> _Permintaan_
Sajikan semua baris di bawah ini sebagai tabel Markdown berkolom "No" dan "Teks", satu baris per entri, tanpa baris kosong.

>>

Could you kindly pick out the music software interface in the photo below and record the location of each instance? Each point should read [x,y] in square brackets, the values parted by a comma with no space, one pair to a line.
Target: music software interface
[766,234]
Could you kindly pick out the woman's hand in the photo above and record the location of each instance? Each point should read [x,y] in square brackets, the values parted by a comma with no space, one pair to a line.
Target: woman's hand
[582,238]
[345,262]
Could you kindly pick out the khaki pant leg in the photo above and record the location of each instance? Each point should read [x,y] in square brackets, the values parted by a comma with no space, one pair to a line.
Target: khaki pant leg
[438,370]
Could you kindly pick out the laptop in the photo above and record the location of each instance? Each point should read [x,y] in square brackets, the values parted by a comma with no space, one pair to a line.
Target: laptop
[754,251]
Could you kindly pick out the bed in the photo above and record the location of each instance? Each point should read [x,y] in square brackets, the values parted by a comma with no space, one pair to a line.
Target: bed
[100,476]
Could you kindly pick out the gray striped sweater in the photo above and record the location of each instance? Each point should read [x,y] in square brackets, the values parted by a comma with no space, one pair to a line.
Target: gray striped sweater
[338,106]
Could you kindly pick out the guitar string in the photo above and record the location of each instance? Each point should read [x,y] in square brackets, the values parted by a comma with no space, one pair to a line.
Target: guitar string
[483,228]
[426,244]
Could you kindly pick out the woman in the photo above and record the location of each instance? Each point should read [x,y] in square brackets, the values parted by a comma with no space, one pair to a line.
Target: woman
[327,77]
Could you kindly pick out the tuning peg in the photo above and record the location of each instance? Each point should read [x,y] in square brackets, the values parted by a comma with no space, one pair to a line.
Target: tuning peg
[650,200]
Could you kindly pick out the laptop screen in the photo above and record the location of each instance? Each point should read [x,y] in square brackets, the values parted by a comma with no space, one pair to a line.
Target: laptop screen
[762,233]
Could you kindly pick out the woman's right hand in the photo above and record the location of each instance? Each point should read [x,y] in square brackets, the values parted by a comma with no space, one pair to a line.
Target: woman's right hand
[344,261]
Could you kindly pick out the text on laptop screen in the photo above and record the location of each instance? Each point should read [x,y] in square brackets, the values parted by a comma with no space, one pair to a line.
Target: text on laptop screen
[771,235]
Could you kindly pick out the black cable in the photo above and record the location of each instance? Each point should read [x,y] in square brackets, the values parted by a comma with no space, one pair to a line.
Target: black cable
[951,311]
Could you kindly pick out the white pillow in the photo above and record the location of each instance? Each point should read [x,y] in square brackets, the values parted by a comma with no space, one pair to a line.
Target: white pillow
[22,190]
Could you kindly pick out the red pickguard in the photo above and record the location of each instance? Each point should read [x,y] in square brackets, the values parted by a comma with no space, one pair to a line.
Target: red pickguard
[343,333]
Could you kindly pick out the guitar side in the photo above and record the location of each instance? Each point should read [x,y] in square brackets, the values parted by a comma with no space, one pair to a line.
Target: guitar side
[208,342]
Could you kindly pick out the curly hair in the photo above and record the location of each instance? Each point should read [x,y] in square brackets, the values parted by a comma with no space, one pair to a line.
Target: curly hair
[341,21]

<<

> _Jawaban_
| No | Teks |
|---|---|
| 1 | Could you kindly pick out the music software interface in the photo below and record the location of each instance? Each point should read [x,y] in square brackets, the values parted by a comma with no space, one pair to a line. |
| 2 | Target: music software interface |
| 3 | [766,234] |
| 4 | Could you kindly pick out the woman's hand in the photo above and record the location of each instance? Each point should read [x,y] in square brackets, the values parted by a comma with no space, one pair to a line. |
| 5 | Target: woman's hand |
| 6 | [582,238] |
| 7 | [345,262] |
| 8 | Could you kindly pick out the khaki pant leg in the photo above and record the location of each instance? Each point should read [x,y] in square brackets, the values parted by a comma with no space, one pair to a line. |
| 9 | Target: khaki pant leg |
| 10 | [438,370] |
| 11 | Could you kindly pick out the laptop in the photo above and record the location of each instance? Each point should read [x,y] in square brackets, the values parted by a comma with no space, one pair to a line. |
| 12 | Target: laptop |
| 13 | [754,251] |
| 14 | Could you kindly pick out the bed in the photo above and record the location of each instance? Each point should read [x,y] in square brackets, the values parted by a comma with no space, one pair to a line. |
| 15 | Target: bed |
| 16 | [100,476] |
| 17 | Could you kindly pick out the gray striped sweater in the photo above and record the location of each instance? Each point should read [x,y] in square brackets, the values parted by a comma with no space, one pair to a line. |
| 18 | Target: gray striped sweater |
| 19 | [338,106] |
| 20 | Could you kindly pick out the guitar string in the photo above and record the location of each instance? Each point should read [x,y] in square brackets, the values parted by a comma with no space, one pair to a line. |
| 21 | Target: guitar string |
| 22 | [483,228] |
| 23 | [426,244] |
| 24 | Could you kindly pick out the woman in the photo above and record the location of each instance? Each point should read [x,y] in square brackets, the values parted by a comma with no space, one pair to a line. |
| 25 | Target: woman |
| 26 | [327,77] |
| 27 | Could you kindly pick out the tuning peg in the photo above and record the location of each instance? Each point should read [x,y] in square brackets, the values parted by a comma with no space, one pair to a line. |
| 28 | Target: tuning peg |
| 29 | [650,200] |
| 30 | Could you kindly pick out the laptop screen in the photo above and record the location of each instance? Each point should read [x,y] in square brackets, the values parted by a comma with no space, one pair to a line. |
| 31 | Target: laptop screen |
| 32 | [762,233] |
| 33 | Could you kindly pick out the woman's right hand in the photo above and record the location of each instance? Each point should read [x,y] in square brackets, the values parted by a comma with no space, one pair to a line. |
| 34 | Target: woman's right hand |
| 35 | [344,261] |
| 36 | Could you kindly pick out the text on laptop screen in the photo above and record the location of each instance? Each point should read [x,y] in square brackets, the values parted by a comma with no space, one pair to a line. |
| 37 | Target: text on laptop screen |
| 38 | [771,235] |
| 39 | Could you kindly pick out the black cable in the photo above and record the location of each instance? Each point should read [x,y] in square brackets, the values parted by a comma with no space, one pair to a line. |
| 40 | Target: black cable |
| 41 | [951,311] |
| 42 | Could you kindly pick out the white pillow in the photo above and record the location of each instance? Each point should read [x,y] in square brackets, the values parted by a comma with no space, one pair to a line. |
| 43 | Target: white pillow |
| 44 | [22,190] |
| 45 | Could you kindly pick out the red pickguard in the photo above and record the location of each instance? Each point should read [x,y] in square brackets, the values parted by a comma with no space, one pair to a line. |
| 46 | Target: red pickguard |
| 47 | [343,333] |
| 48 | Could you kindly pick out the guitar side in the photo above and record the location of each instance? Each point should read [x,y] in square brackets, the values parted by a comma with no space, one pair to a line. |
| 49 | Target: guitar side |
| 50 | [208,342] |
| 51 | Could you kindly pick out the curly hair in the photo above and record the location of each instance? Each point should read [x,y] in square brackets, the values parted by a comma with no space, one pair to a line. |
| 52 | Target: curly hair |
| 53 | [341,21] |